> [What is needed]: Set down the entries below exactly; drop the pictures.

[Point localization data]
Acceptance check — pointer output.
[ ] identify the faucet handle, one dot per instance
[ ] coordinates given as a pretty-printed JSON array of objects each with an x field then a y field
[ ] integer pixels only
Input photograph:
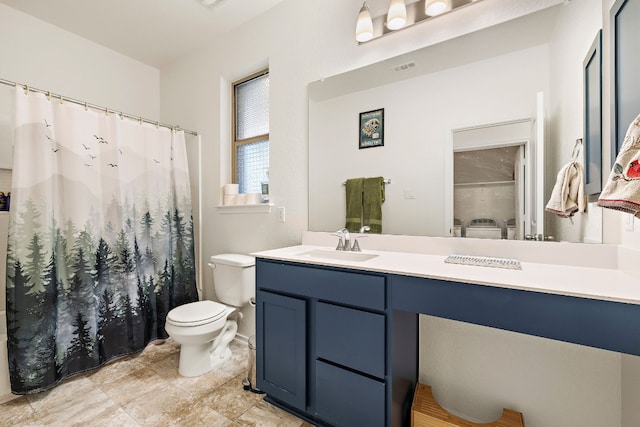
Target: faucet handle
[
  {"x": 340, "y": 246},
  {"x": 356, "y": 245}
]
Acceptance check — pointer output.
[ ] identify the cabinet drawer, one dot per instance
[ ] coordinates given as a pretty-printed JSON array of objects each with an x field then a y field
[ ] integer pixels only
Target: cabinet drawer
[
  {"x": 351, "y": 338},
  {"x": 350, "y": 288},
  {"x": 348, "y": 399}
]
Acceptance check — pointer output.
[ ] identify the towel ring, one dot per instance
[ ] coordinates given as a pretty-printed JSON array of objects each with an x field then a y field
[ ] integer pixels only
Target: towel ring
[{"x": 576, "y": 149}]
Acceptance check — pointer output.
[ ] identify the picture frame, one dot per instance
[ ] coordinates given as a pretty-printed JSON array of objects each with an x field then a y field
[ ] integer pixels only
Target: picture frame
[
  {"x": 592, "y": 69},
  {"x": 371, "y": 129},
  {"x": 624, "y": 69}
]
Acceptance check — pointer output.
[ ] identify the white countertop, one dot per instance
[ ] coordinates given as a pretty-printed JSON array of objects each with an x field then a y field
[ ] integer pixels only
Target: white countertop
[{"x": 602, "y": 283}]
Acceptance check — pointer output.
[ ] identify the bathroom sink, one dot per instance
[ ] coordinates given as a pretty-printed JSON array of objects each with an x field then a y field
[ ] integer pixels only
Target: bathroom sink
[{"x": 339, "y": 255}]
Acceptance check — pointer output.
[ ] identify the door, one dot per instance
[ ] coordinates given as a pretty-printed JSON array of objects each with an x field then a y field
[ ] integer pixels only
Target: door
[
  {"x": 536, "y": 195},
  {"x": 281, "y": 348}
]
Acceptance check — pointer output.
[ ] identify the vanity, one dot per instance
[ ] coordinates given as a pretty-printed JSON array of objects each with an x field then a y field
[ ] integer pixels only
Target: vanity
[{"x": 337, "y": 337}]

> [Your solution]:
Acceptance check — pointer output.
[ ] identify the faucet handle, one dot per instance
[ ] coordinates given as a pretty-printed JSON array of objects each with an x field then a y field
[ ] integer pixels only
Input photograph:
Target: faucet handle
[
  {"x": 340, "y": 246},
  {"x": 356, "y": 245}
]
Acceptance check — pointer output.
[ ] identify the cabinet drawer, one dot per instance
[ ] coordinates given as a pretty-printed JSON array of objects each with an x field then a y field
[ ] integer pixels only
Target: cabinet drawer
[
  {"x": 351, "y": 338},
  {"x": 350, "y": 288},
  {"x": 348, "y": 399}
]
Acceptance check — pointer output.
[ ] identify the towel ring, one dot per instance
[ ] coordinates given as a pretty-printed JSON array of objects each with an x field then a y field
[ ] integer pixels only
Target: towel ring
[{"x": 576, "y": 149}]
Acceptance check — pointer output.
[ ] identify the picture frame, one dot per instance
[ ] coordinates given as a pretty-printed JSON array of objects each with an x field then a y field
[ ] integer pixels only
Target: picture frame
[
  {"x": 592, "y": 69},
  {"x": 371, "y": 129},
  {"x": 624, "y": 69}
]
Acceptance check — pointer output.
[ ] identify the white countertop, one dot per instance
[ ] coordinates given as a pretty-printed JSON array of objects each with an x field then a y field
[ ] integer pixels only
Target: white countertop
[{"x": 602, "y": 283}]
Acceptance check — pointer output.
[ ] identify the bathroom sink, one dot per instance
[ ] coordinates given as a pretty-printed JSON array of objects each with an x field then a y field
[ ] integer pixels only
Target: bathroom sink
[{"x": 339, "y": 255}]
Acceptance check — pointer output.
[ ] identify the door, one dot per instance
[ ] coordinates given as a pretty-printed JSON array of objects each with an x field then a y field
[ ] integer pixels only
Target: door
[
  {"x": 536, "y": 195},
  {"x": 281, "y": 348}
]
Acceptance check — pointer output.
[ ] identify the vanity, one dot per instance
[ ] coordinates given as a pretty-printed JSON array of objects each with an x field then a y field
[ ] integer pixels only
Target: vanity
[{"x": 337, "y": 337}]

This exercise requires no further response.